**WORK TO BE COMPLETED:**
Only an exact reprint of all the data is acceptable.

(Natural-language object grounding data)
########################################

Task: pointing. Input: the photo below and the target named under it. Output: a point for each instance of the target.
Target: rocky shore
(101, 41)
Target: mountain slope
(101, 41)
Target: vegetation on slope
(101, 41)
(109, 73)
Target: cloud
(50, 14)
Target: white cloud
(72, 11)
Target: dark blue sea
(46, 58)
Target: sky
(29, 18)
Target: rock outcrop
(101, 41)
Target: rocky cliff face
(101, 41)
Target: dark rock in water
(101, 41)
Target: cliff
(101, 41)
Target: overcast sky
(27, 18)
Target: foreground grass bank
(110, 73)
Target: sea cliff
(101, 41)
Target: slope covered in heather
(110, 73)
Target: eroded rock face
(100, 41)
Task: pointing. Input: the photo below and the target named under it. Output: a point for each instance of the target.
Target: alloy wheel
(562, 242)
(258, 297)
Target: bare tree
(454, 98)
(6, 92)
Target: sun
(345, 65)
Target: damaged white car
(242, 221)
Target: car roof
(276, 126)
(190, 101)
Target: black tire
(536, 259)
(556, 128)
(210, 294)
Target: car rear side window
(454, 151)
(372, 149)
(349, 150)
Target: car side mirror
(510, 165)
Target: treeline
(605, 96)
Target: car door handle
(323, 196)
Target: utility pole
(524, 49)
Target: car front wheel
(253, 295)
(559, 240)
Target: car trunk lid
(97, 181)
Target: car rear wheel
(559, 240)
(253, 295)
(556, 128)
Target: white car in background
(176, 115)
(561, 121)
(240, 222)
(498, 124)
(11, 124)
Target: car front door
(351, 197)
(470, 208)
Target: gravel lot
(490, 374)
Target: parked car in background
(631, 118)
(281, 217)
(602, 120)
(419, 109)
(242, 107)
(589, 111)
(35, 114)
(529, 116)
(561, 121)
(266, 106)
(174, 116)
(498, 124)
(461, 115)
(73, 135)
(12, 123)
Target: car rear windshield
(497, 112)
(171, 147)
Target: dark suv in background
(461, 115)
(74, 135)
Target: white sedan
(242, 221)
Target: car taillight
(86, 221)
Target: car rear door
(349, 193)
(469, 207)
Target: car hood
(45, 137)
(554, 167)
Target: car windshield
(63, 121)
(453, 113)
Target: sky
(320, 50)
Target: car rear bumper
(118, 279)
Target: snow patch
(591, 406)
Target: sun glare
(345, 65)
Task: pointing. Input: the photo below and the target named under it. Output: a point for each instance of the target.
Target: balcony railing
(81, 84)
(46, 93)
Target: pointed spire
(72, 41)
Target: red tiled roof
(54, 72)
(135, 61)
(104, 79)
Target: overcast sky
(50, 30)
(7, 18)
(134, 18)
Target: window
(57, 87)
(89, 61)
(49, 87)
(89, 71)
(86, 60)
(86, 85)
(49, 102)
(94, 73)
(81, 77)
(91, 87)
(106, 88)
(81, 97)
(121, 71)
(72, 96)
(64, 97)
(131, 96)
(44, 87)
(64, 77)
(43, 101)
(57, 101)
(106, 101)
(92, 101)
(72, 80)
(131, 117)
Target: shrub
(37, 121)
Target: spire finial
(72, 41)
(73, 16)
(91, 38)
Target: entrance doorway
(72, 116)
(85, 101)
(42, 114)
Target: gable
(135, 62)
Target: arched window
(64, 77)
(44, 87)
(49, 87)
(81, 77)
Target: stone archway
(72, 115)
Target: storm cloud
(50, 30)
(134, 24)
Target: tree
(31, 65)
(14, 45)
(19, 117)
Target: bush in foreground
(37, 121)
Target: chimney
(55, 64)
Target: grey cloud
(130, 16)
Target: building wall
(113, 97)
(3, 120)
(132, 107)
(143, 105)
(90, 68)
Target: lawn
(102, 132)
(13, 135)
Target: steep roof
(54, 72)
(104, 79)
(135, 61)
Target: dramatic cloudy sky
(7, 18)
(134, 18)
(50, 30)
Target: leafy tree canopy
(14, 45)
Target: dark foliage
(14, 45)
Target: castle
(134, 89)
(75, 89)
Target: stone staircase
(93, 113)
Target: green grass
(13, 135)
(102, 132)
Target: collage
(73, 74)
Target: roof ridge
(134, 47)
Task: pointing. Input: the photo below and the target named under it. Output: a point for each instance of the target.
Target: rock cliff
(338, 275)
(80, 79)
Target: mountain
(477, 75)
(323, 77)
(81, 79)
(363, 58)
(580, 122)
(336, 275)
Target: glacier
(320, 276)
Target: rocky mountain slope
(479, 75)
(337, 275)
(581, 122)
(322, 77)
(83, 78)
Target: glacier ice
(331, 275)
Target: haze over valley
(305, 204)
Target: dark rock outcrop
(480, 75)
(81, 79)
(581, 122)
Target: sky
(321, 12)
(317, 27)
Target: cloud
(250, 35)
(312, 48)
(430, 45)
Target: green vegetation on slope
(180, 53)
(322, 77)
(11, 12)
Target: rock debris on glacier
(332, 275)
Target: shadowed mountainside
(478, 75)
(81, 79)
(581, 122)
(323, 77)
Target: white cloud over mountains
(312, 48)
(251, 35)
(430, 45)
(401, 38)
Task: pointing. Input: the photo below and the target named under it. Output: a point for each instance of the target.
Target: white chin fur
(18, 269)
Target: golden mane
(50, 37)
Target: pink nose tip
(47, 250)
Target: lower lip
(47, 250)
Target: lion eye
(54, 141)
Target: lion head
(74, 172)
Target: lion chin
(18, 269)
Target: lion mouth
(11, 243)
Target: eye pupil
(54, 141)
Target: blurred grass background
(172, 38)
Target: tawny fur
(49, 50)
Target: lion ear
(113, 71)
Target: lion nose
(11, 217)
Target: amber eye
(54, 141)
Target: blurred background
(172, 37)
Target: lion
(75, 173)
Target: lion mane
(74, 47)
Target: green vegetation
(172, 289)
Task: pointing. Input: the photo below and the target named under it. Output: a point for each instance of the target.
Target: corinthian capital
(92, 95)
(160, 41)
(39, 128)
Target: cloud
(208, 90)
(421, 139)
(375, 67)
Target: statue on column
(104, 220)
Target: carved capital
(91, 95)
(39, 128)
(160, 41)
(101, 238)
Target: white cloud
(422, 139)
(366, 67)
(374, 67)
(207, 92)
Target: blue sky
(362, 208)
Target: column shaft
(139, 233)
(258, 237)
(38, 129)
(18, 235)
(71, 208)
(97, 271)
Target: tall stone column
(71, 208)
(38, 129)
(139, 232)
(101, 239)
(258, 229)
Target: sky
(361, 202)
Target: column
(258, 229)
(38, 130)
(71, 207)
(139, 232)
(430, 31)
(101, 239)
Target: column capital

########################################

**TASK OUTPUT:**
Task: pointing. Input: the photo below and the target named under it. Output: a point for each instance of the target.
Target: rocky shore
(101, 41)
Target: mountain slope
(101, 41)
Target: vegetation on slope
(101, 41)
(109, 73)
Target: cloud
(50, 14)
Target: white cloud
(72, 11)
Target: dark blue sea
(46, 58)
Target: sky
(29, 18)
Target: rock outcrop
(101, 41)
Target: rocky cliff face
(101, 41)
Target: dark rock in water
(101, 41)
Target: cliff
(101, 41)
Target: overcast sky
(27, 18)
Target: foreground grass bank
(110, 73)
Target: sea cliff
(101, 41)
Target: slope covered in heather
(110, 73)
Target: eroded rock face
(100, 41)
Task: pointing. Input: the photo below and the target named under it. Output: a point for each instance of the target.
Target: alloy wheel
(562, 242)
(258, 297)
Target: bare tree
(454, 98)
(6, 92)
Target: sun
(345, 65)
Target: damaged white car
(242, 221)
Target: car roof
(276, 126)
(190, 101)
Target: black tire
(536, 259)
(556, 128)
(210, 294)
Target: car rear side window
(454, 151)
(372, 149)
(349, 150)
Target: car side mirror
(510, 165)
Target: treeline
(605, 96)
Target: car door handle
(323, 196)
Target: utility pole
(524, 49)
Target: car front wheel
(253, 295)
(559, 240)
Target: car trunk lid
(97, 181)
Target: car rear wheel
(559, 240)
(253, 295)
(556, 128)
Target: white car in background
(176, 115)
(561, 121)
(240, 222)
(498, 124)
(11, 124)
Target: car front door
(351, 197)
(470, 208)
Target: gravel lot
(490, 374)
Target: parked car in background
(631, 118)
(281, 217)
(602, 120)
(419, 109)
(242, 107)
(589, 111)
(35, 114)
(529, 116)
(561, 121)
(266, 106)
(174, 116)
(498, 124)
(461, 115)
(73, 135)
(12, 123)
Target: car rear windshield
(497, 112)
(171, 147)
Target: dark suv in background
(461, 115)
(74, 135)
Target: white sedan
(242, 221)
Target: car taillight
(86, 221)
Target: car rear door
(349, 193)
(469, 207)
Target: car hood
(45, 137)
(554, 167)
Target: car windshield
(63, 121)
(453, 113)
Target: sky
(320, 50)
Target: car rear bumper
(118, 279)
Target: snow patch
(591, 406)
Target: sun glare
(345, 65)
Task: pointing. Input: the photo below and the target named under it. Output: a point for each instance of the target.
Target: balcony railing
(81, 84)
(46, 93)
Target: pointed spire
(72, 41)
Target: red tiled roof
(54, 72)
(135, 61)
(104, 79)
Target: overcast sky
(50, 30)
(7, 18)
(134, 18)
Target: window
(57, 87)
(89, 61)
(49, 87)
(89, 71)
(86, 60)
(86, 85)
(49, 102)
(94, 73)
(81, 77)
(91, 87)
(106, 88)
(81, 97)
(121, 71)
(72, 96)
(64, 97)
(131, 96)
(44, 87)
(64, 77)
(43, 101)
(57, 101)
(106, 101)
(92, 101)
(72, 80)
(131, 117)
Target: shrub
(37, 121)
Target: spire finial
(72, 41)
(73, 16)
(91, 38)
Target: entrance doorway
(72, 116)
(85, 101)
(42, 114)
Target: gable
(135, 62)
Target: arched window
(64, 77)
(44, 87)
(49, 87)
(81, 77)
Target: stone archway
(72, 115)
Target: storm cloud
(50, 30)
(134, 24)
Target: tree
(31, 65)
(14, 45)
(19, 117)
Target: bush in foreground
(37, 121)
Target: chimney
(55, 64)
Target: grey cloud
(130, 16)
Target: building wall
(113, 97)
(3, 120)
(132, 107)
(143, 105)
(90, 68)
Target: lawn
(102, 132)
(13, 135)
Target: steep roof
(54, 72)
(104, 79)
(135, 61)
Target: dramatic cloudy sky
(7, 18)
(134, 18)
(50, 30)
Target: leafy tree canopy
(14, 45)
Target: dark foliage
(14, 45)
Target: castle
(134, 89)
(75, 89)
Target: stone staircase
(93, 113)
Target: green grass
(13, 135)
(102, 132)
Target: collage
(73, 74)
Target: roof ridge
(134, 47)
Task: pointing. Input: the photo below and the target named under it. Output: a point for each instance of the target.
Target: rock cliff
(338, 275)
(80, 79)
Target: mountain
(477, 75)
(323, 77)
(81, 79)
(363, 58)
(580, 122)
(336, 275)
Target: glacier
(320, 276)
Target: rocky mountain slope
(479, 75)
(337, 275)
(581, 122)
(322, 77)
(83, 78)
Target: glacier ice
(331, 275)
Target: haze over valley
(305, 204)
Target: dark rock outcrop
(480, 75)
(81, 79)
(581, 122)
Target: sky
(321, 12)
(317, 27)
Target: cloud
(250, 35)
(312, 48)
(430, 45)
Target: green vegetation on slope
(180, 53)
(322, 77)
(11, 12)
Target: rock debris on glacier
(332, 275)
Target: shadowed mountainside
(478, 75)
(81, 79)
(581, 122)
(323, 77)
Target: white cloud over mountains
(312, 48)
(251, 35)
(430, 45)
(401, 38)
Task: pointing. Input: the photo below and the target named under it. Output: a point for each instance of the target.
Target: white chin fur
(18, 269)
Target: golden mane
(50, 37)
Target: pink nose tip
(47, 250)
Target: lower lip
(47, 250)
Target: lion eye
(54, 141)
Target: lion head
(74, 172)
Target: lion chin
(18, 269)
Target: lion mouth
(11, 243)
Target: eye pupil
(54, 141)
Target: blurred grass background
(172, 38)
Target: tawny fur
(49, 50)
Target: lion ear
(113, 71)
Target: lion nose
(11, 217)
Target: amber eye
(54, 141)
Target: blurred background
(172, 37)
Target: lion
(75, 173)
Target: lion mane
(74, 47)
Target: green vegetation
(172, 289)
Task: pointing. Input: the photo below and the target named under it. Output: a point for each instance of the target.
Target: corinthian capital
(92, 95)
(160, 41)
(39, 128)
Target: cloud
(208, 90)
(421, 139)
(375, 67)
Target: statue on column
(104, 220)
Target: carved capital
(91, 95)
(39, 128)
(160, 41)
(101, 238)
Target: white cloud
(422, 139)
(366, 67)
(374, 67)
(207, 92)
Target: blue sky
(362, 208)
Target: column shaft
(139, 233)
(258, 237)
(38, 129)
(18, 235)
(71, 208)
(97, 271)
Target: tall stone column
(71, 208)
(38, 129)
(139, 232)
(101, 239)
(258, 229)
Target: sky
(361, 202)
Target: column
(258, 229)
(38, 130)
(71, 207)
(139, 232)
(430, 31)
(101, 239)
Target: column capital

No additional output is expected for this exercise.